■ **待完成事项**:
1. 请列出下方数据行中所有包含字符串“door”的行，每行照抄一遍。
2. 下方有一篇文章，讲 Spark 在内存放不下全部数据时如何仍能跑完。请接着它的最后一句往下续写。
━━━ 所示文本
Spark为什么数据在UserMemory中放不下也能跑成功?

最近在做一件很蛋疼的工作，就是将HBase中的Bitmap，其中存的Hash都拿出来，然后做一下处理，得到我们想要的结果。

处理起来非常蛋疼，我们的Bitmap的最大尺寸是128MB，经过处理以后，数据量很可能就变成了10GB+,而我们又需要读全量的HBase表来处理。

本来我的方案是按照时间段来处理，我先取了某个时间段的，然后跑起来发现没什么问题，数据量也不小。Shuffle Spill(Memory)足足有几十T。看到这个数据量就有些疑问，为什么我只分配了1T的内存，这么大的数据量竟然能跑起来呢？我知道中间会有Spill To Disk的过程，可是到底哪时候发生呢?

带着这个问题，我开始探究Spark的执行计划。

首先，我们有如下代码:

import org.apache.spark.{SparkConf, SparkContext}

import scala.collection.mutable

object TestSparkExecutionPlan {

    def main(args: Array[String]): Unit = {

        val sparkConf = new SparkConf()
            .setMaster("local")
            .setAppName("Test")
        val sparkContext = new SparkContext(sparkConf)

        val rdd = sparkContext.parallelize(Seq("1", "2", "3"))
        rdd.repartition(1).map {
            case item => {
                item -> item // Breakpoint here
            }
        }.aggregateByKey(mutable.Set[String]())(
            (result: mutable.Set[String], item: String) => {
                result += item // Breakpoint here
            },
            (result1: mutable.Set[String], result2: mutable.Set[String]) => {
                result1 ++= result2
            }
        ).foreach(println(_))

    }

}

在我以前的认知中，我以为上面的map和aggregateByKey的执行过程，是对所有数据先执行map，然后对所有数据执行aggregateByKey，但是通过调试我发现这是错的。

在上述代码中的两处打断点，会发现运行的过程，是先对每条记录执行map，然后再对每条记录执行aggregateByKey。这样子就能解释上面我们提到那个问题了，即为什么少内存依然能处理大的数据量。

这都隐藏在aggregateByKey的实现中，我们来看它的内部实现:

/**
  * Insert the given iterator of keys and values into the map.
  *
  * When the underlying map needs to grow, check if the global pool of shuffle memory has
  * enough room for this to happen. If so, allocate the memory required to grow the map;
  * otherwise, spill the in-memory map to disk.
  *
  * The shuffle memory usage of the first trackMemoryThreshold entries is not tracked.
  */
 def insertAll(entries: Iterator[Product2[K, V]]): Unit = {

   // >>>>>>>>>>>>>>>>>>>
   log.debug("-------------- calling insertAll")
━━━━━━
━━━ 数据摘录
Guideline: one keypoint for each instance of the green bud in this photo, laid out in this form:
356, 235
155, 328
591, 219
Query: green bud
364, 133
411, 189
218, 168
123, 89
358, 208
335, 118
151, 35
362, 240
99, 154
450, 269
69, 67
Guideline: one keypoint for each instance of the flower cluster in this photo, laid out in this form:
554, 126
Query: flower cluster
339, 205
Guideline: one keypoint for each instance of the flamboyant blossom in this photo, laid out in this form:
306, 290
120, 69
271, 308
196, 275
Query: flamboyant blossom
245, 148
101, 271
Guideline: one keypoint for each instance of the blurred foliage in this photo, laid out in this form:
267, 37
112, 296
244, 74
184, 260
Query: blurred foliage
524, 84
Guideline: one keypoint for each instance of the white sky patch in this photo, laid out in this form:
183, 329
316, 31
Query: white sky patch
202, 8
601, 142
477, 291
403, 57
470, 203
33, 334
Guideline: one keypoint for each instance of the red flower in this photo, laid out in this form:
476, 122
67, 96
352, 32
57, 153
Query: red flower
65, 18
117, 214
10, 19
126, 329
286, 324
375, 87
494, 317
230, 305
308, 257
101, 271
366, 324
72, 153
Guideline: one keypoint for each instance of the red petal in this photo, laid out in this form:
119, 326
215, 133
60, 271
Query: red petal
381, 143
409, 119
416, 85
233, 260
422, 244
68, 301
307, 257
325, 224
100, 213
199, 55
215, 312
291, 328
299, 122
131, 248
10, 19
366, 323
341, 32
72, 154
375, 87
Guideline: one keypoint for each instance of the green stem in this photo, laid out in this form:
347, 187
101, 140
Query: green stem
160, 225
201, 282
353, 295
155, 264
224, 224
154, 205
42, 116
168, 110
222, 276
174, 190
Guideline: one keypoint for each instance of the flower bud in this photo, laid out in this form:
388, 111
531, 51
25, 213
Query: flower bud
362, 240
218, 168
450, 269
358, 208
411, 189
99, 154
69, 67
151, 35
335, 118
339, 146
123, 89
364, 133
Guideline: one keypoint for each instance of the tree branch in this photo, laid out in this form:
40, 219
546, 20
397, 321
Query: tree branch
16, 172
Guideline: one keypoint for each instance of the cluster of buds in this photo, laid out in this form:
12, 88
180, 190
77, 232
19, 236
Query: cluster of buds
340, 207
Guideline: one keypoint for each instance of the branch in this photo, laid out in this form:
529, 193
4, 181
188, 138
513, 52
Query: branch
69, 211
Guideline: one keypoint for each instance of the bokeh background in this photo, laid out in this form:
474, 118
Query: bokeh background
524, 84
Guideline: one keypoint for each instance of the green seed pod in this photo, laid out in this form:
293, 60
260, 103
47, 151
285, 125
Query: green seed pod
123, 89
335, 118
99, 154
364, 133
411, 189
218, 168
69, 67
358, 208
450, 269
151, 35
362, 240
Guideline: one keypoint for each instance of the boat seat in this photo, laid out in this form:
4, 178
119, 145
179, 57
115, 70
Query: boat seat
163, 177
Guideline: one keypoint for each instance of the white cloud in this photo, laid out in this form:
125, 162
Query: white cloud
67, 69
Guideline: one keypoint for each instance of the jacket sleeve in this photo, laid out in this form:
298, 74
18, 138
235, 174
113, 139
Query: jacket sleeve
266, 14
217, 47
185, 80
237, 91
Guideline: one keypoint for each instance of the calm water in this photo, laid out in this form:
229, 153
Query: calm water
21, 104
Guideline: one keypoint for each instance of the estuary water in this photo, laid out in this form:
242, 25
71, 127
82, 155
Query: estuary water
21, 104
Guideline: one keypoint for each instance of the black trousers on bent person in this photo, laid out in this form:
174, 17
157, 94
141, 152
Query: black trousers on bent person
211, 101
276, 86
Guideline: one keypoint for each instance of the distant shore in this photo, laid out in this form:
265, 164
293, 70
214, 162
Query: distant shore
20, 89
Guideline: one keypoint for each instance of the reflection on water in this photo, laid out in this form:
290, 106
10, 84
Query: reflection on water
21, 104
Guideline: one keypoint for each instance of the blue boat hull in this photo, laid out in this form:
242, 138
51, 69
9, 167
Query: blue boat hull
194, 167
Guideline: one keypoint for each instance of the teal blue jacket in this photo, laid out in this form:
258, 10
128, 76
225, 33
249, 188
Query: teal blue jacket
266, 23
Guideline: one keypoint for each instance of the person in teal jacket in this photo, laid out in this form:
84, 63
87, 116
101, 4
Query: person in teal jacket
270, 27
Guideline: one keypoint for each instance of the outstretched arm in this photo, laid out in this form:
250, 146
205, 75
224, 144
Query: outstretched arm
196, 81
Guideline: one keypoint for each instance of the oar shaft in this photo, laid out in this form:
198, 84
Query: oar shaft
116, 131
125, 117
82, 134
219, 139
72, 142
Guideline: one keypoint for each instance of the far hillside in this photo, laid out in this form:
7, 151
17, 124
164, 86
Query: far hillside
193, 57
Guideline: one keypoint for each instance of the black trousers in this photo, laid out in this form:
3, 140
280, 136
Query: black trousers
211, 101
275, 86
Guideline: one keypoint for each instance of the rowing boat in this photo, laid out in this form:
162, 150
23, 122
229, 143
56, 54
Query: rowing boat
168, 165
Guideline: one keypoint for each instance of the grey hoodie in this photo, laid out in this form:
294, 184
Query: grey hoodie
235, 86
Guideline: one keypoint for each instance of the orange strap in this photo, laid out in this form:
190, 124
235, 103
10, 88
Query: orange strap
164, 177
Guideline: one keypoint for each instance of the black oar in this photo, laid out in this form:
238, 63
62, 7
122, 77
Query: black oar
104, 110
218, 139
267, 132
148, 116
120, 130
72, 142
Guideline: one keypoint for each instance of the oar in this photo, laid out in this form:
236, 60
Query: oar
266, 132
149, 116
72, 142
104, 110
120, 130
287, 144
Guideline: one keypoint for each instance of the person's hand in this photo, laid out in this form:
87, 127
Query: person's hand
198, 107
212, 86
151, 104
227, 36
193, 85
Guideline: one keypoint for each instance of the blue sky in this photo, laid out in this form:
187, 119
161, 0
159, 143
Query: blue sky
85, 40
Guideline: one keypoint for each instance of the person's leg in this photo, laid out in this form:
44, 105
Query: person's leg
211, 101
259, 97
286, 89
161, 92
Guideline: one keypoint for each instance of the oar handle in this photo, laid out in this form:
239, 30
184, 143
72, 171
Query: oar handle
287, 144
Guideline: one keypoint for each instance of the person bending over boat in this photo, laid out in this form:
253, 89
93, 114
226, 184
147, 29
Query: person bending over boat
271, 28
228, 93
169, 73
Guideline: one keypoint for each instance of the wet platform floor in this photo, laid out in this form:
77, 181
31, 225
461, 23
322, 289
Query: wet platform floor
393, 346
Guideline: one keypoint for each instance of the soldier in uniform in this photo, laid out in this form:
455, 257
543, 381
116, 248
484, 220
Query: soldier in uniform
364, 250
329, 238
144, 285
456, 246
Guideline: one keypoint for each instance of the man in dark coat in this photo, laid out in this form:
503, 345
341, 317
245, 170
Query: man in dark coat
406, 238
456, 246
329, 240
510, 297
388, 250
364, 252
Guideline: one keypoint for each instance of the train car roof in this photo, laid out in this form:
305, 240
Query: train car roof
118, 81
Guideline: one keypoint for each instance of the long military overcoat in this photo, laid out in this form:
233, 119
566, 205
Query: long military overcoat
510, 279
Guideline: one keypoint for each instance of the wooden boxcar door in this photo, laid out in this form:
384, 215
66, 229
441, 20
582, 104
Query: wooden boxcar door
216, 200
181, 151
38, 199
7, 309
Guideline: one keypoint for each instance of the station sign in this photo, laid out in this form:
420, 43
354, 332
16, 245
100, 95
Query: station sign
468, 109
━━━━━━
■ **答案列表**:
1.
Guideline: one keypoint for each instance of the wooden boxcar door in this photo, laid out in this form:
Query: wooden boxcar door

2.
   // <<<<<<<<<<<<<<<<<<<

   if (currentMap == null) {
     throw new IllegalStateException(
       "Cannot insert new elements into a map after calling iterator")
   }
   // An update function for the map that we reuse across entries to avoid allocating
   // a new closure each time
   var curEntry: Product2[K, V] = null
   val update: (Boolean, C) => C = (hadVal, oldVal) => {
     if (hadVal) mergeValue(oldVal, curEntry._2) else createCombiner(curEntry._2)
   }

   while (entries.hasNext) {
     curEntry = entries.next()
     val estimatedSize = currentMap.estimateSize()
     if (estimatedSize > _peakMemoryUsedBytes) {
       _peakMemoryUsedBytes = estimatedSize
     }
     if (maybeSpill(currentMap, estimatedSize)) {
       currentMap = new SizeTrackingAppendOnlyMap[K, C]
     }
     currentMap.changeValue(curEntry._1, update)
     addElementsRead()
   }
 }

在我以前的文章中，我提到过，ExecutionMemory，当Spark执行*ByKey()操作的时候，其中用到的AppendOnlyMap这个结构会使用这块内存。上述代码即是ExternalAppendOnlyMap.insertAll方法的实现。

在其ExternalAppendOnlyMap.maybeSpill方法中，就会判断是否需要进行Spill，如果需要的话，就Spill并清空当前currentMap:

/**
 * Spills the current in-memory collection to disk if needed. Attempts to acquire more
 * memory before spilling.
 *
 * @param collection collection to spill to disk
 * @param currentMemory estimated size of the collection in bytes
 * @return true if `collection` was spilled to disk; false otherwise
 */
protected def maybeSpill(collection: C, currentMemory: Long): Boolean = {

  // >>>>>>>>>>>>>>>>>>>
  log.debug("---------- calling maybeSpill, currentMemory: " + currentMemory)
  log.debug("---------- _elementRead: " + _elementsRead)
  log.debug("---------- numElementsForceSpillThreadshold: " + numElementsForceSpillThreshold)
  log.debug("---------- elementReads: " + elementsRead)
  log.debug("---------- myMemoryThreshold: " + myMemoryThreshold)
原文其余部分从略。